## Ausgewählter Auszug
* * *

Jobcenter warf Sozialwidriges Verhalten vor

Solche Fälle landen häufig vor Gericht, weil die Behörde nicht nur Leistungen zum Lebensunterhalt, sondern auch Sozialversicherungsbeiträge zurückfordert.

In diesem Fall hat das Jobcenter maßgeblich dazu beigetragen, dass eine neue Arbeitsstelle nicht angetreten werden konnte. Dennoch warf das Jobcenter sozialwidriges Verhalten vor und verlangte 6000 Euro Hartz-IV-Leistungen zurück.

Mit dem Fall hatte sich das Landessozialgericht Niedersachsen-Bremen (LSG, Az.: L 11 AS 336/21) zu befassen. Das Gericht entschied, dass kein “sozialwidriges Verhalten” eines Leistungsbeziehers vorliege, wenn das Jobcenter Leistungsempfänger “sich selbst überlasse” und nicht die “erforderliche Hilfe” leiste.

* * *

## Zu bearbeiten
A: Welchen Betrag verlangte das Jobcenter laut dem Auszug zurück?
B: Fassen Sie den Absatz des Auszugs, der mit „Mit dem Fall hatte sich“ beginnt, knapper zusammen und behalten Sie dabei seine wesentlichen Angaben bei.
C: Zitieren Sie aus dem Auszug wörtlich die Stelle von „Jobcenter warf Sozialwidriges“ bis „auch Sozialversicherungsbeiträge zurückfordert.“.

[Datensätze zu Objektpositionen]
* * *

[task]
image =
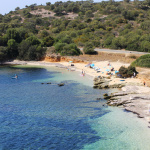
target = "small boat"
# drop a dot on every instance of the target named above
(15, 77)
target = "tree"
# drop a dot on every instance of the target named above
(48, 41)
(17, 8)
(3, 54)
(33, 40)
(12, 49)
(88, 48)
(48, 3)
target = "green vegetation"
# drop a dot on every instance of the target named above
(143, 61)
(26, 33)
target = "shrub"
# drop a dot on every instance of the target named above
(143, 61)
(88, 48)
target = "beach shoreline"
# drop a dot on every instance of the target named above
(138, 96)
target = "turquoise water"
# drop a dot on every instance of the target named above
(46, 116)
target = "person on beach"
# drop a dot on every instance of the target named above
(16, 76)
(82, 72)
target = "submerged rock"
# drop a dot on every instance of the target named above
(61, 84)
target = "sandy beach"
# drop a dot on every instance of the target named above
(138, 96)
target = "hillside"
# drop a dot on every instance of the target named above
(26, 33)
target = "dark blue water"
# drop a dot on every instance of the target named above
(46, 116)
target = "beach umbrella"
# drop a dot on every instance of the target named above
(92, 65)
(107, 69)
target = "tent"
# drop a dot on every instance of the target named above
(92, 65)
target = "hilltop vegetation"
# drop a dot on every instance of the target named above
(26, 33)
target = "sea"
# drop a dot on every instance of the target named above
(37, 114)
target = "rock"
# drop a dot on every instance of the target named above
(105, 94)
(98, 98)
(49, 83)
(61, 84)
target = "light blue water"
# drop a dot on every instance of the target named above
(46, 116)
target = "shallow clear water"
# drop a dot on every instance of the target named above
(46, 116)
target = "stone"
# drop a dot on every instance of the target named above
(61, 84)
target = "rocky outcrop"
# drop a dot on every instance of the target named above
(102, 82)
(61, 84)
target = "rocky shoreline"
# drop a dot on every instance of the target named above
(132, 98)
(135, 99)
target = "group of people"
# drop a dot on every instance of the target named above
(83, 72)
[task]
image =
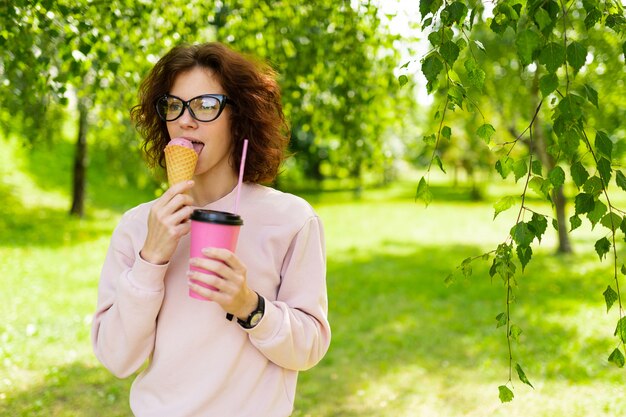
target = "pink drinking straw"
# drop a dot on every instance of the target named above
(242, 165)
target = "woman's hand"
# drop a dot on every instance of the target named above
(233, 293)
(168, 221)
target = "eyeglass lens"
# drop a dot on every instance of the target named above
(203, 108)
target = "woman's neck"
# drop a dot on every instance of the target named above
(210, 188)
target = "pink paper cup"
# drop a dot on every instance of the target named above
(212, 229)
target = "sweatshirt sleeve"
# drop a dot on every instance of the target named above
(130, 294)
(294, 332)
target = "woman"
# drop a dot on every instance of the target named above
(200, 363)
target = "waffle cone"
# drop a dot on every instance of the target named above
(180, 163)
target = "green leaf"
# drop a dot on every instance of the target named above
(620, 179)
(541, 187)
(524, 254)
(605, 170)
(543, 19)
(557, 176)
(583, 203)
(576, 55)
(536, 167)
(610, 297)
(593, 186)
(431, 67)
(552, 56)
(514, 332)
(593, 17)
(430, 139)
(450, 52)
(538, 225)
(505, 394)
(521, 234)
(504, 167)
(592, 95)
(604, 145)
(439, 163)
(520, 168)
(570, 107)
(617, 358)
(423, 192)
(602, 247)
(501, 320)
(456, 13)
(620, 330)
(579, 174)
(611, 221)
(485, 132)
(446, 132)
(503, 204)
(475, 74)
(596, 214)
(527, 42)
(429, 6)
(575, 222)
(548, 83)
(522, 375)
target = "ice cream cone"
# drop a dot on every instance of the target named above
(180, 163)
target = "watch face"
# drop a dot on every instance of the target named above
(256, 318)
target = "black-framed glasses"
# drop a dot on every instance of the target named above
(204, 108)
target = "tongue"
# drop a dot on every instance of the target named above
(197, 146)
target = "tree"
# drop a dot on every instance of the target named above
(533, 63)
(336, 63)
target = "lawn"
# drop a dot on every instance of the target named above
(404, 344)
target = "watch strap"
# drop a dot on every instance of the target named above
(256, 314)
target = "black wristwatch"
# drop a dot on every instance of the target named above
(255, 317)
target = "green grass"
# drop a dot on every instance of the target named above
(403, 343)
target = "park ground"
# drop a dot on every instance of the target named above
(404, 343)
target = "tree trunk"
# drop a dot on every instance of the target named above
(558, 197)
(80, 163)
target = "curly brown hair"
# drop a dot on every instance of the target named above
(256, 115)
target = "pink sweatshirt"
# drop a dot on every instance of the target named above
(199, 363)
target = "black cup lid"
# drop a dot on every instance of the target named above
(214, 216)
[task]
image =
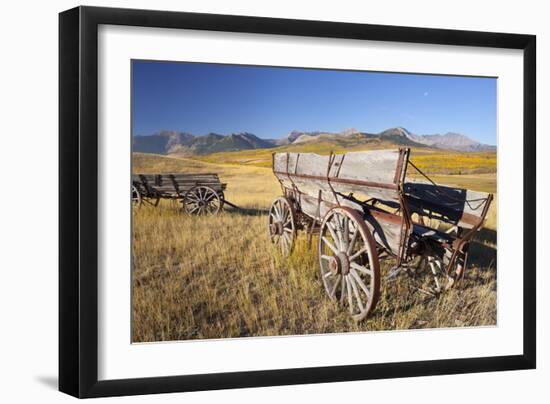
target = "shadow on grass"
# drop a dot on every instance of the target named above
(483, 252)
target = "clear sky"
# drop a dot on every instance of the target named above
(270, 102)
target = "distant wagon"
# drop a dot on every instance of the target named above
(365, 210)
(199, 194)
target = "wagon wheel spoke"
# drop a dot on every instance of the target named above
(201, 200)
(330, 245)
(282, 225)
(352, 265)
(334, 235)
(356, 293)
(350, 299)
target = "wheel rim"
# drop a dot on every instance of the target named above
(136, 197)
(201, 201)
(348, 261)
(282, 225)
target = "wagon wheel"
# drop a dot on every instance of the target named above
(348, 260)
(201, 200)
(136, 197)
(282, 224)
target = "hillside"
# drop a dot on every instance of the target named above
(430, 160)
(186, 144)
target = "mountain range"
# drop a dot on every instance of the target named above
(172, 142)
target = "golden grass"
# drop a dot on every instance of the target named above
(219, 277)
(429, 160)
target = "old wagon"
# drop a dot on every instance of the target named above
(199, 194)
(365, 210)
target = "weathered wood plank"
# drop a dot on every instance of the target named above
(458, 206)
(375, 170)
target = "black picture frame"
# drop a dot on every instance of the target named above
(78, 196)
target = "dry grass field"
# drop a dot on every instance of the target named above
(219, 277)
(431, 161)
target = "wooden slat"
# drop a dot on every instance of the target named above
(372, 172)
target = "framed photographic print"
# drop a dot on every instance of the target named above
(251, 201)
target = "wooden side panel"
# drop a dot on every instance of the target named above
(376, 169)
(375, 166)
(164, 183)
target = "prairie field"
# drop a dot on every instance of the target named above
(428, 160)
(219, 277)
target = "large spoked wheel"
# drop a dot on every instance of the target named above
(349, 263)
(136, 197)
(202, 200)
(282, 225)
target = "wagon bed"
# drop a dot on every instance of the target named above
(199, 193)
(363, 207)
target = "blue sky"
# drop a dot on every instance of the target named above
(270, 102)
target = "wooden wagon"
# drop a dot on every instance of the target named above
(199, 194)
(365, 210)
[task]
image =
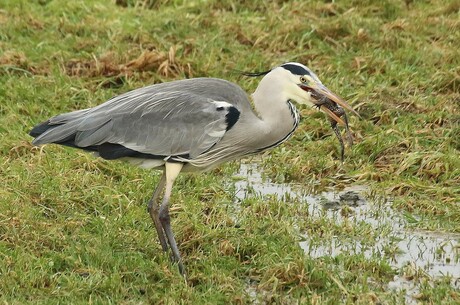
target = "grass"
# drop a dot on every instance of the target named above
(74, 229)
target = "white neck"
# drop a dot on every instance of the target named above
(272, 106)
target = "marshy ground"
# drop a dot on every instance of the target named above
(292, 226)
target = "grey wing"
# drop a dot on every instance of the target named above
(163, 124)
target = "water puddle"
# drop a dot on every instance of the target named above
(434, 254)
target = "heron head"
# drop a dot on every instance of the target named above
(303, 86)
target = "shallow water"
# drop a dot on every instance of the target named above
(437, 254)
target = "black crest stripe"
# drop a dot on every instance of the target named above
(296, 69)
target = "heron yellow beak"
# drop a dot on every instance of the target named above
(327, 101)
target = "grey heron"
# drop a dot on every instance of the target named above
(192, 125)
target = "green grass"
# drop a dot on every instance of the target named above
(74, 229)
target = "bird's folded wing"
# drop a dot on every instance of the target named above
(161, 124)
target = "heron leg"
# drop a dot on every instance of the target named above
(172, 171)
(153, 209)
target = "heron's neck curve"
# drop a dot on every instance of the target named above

* * *

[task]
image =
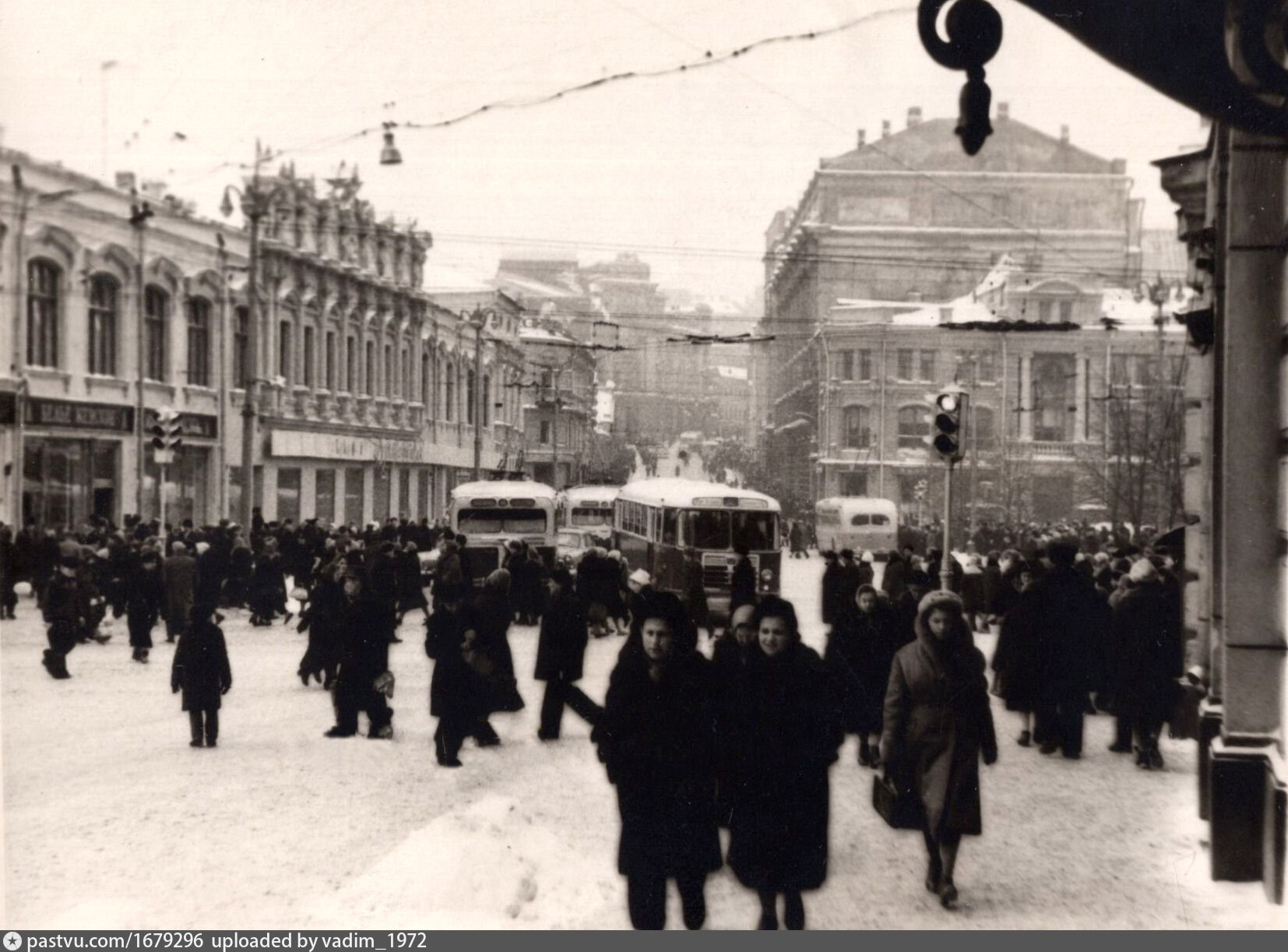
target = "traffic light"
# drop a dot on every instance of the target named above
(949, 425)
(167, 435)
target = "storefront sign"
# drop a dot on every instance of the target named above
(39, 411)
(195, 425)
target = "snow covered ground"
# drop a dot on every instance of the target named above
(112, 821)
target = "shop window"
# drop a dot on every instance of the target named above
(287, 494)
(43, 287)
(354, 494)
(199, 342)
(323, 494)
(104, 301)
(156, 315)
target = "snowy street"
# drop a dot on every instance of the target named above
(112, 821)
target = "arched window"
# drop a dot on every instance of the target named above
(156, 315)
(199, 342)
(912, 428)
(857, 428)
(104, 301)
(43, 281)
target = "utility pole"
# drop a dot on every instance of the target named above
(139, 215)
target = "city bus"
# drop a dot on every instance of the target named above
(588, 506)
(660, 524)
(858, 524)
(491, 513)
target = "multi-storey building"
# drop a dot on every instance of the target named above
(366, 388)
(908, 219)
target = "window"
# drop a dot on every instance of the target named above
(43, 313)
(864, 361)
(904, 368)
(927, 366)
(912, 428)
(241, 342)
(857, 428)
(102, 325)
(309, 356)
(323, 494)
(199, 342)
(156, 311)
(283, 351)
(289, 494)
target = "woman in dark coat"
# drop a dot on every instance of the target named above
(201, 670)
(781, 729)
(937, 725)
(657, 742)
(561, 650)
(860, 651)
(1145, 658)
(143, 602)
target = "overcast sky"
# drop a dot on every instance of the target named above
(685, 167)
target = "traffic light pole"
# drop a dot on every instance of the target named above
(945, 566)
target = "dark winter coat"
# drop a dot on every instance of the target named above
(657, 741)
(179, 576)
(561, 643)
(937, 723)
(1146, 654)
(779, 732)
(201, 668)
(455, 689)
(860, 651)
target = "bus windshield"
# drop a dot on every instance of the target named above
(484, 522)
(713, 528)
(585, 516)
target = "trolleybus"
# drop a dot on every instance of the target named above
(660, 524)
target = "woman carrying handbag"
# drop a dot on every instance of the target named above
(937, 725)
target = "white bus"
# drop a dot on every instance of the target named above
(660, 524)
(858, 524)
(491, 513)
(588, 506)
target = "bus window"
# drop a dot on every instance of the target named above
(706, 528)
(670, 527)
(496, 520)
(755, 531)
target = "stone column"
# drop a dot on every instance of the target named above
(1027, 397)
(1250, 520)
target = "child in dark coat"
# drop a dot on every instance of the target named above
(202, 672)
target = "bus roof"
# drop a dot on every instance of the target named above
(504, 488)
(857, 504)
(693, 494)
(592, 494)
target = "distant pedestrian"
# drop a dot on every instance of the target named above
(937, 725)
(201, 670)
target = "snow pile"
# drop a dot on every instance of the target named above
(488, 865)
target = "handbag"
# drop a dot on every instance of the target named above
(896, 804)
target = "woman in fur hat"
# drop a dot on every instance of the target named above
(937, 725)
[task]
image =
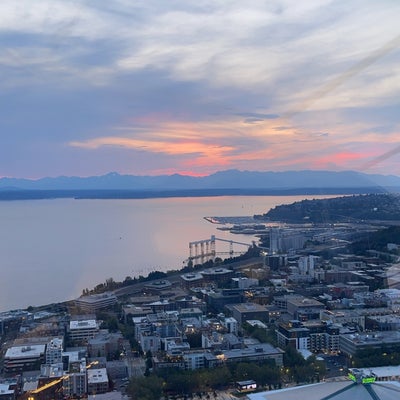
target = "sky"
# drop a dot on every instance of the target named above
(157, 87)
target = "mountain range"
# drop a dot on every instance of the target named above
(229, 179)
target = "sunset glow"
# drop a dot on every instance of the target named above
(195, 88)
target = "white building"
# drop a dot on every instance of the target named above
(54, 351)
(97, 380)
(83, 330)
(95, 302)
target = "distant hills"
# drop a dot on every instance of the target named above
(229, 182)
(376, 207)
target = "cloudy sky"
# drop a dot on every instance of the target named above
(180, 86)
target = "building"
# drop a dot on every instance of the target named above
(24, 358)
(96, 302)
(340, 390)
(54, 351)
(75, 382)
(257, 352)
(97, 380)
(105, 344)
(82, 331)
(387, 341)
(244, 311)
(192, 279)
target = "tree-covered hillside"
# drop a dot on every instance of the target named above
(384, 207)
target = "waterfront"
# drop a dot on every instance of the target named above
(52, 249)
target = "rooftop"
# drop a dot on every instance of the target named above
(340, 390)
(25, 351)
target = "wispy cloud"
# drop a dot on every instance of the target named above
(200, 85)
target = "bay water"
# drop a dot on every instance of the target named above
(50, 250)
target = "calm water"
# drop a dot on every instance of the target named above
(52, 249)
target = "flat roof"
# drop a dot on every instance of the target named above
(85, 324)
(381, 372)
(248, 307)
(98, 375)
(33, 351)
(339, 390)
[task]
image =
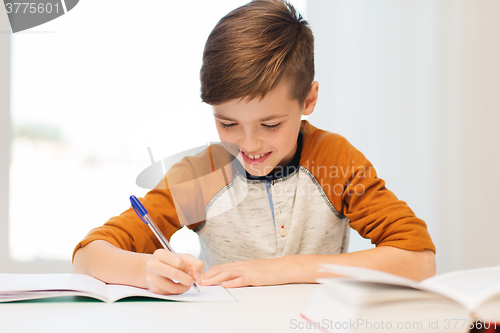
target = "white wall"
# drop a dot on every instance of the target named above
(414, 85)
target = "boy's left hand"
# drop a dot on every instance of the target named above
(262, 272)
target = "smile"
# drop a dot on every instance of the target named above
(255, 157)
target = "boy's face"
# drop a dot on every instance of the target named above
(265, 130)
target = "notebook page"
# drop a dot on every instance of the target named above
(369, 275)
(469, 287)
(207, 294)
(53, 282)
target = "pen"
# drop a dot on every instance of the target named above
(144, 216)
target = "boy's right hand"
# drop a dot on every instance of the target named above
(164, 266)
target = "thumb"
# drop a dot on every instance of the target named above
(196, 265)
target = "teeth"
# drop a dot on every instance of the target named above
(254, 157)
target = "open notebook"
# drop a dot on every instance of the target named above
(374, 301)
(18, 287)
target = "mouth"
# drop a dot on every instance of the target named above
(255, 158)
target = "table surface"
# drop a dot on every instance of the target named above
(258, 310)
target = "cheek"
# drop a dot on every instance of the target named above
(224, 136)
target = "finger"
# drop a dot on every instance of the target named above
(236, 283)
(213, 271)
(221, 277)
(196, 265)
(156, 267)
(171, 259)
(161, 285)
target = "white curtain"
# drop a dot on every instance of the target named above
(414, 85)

* * *

## Lösungen
A: 6000 Euro Hartz-IV-Leistungen.

B: Das Landessozialgericht Niedersachsen-Bremen (Az.: L 11 AS 336/21) entschied, dass kein sozialwidriges Verhalten eines Leistungsbeziehers vorliegt, wenn das Jobcenter Leistungsempfänger sich selbst überlässt und ihnen nicht die erforderliche Hilfe leistet.

C:
Jobcenter warf Sozialwidriges Verhalten vor

Solche Fälle landen häufig vor Gericht, weil die Behörde nicht nur Leistungen zum Lebensunterhalt, sondern auch Sozialversicherungsbeiträge zurückfordert.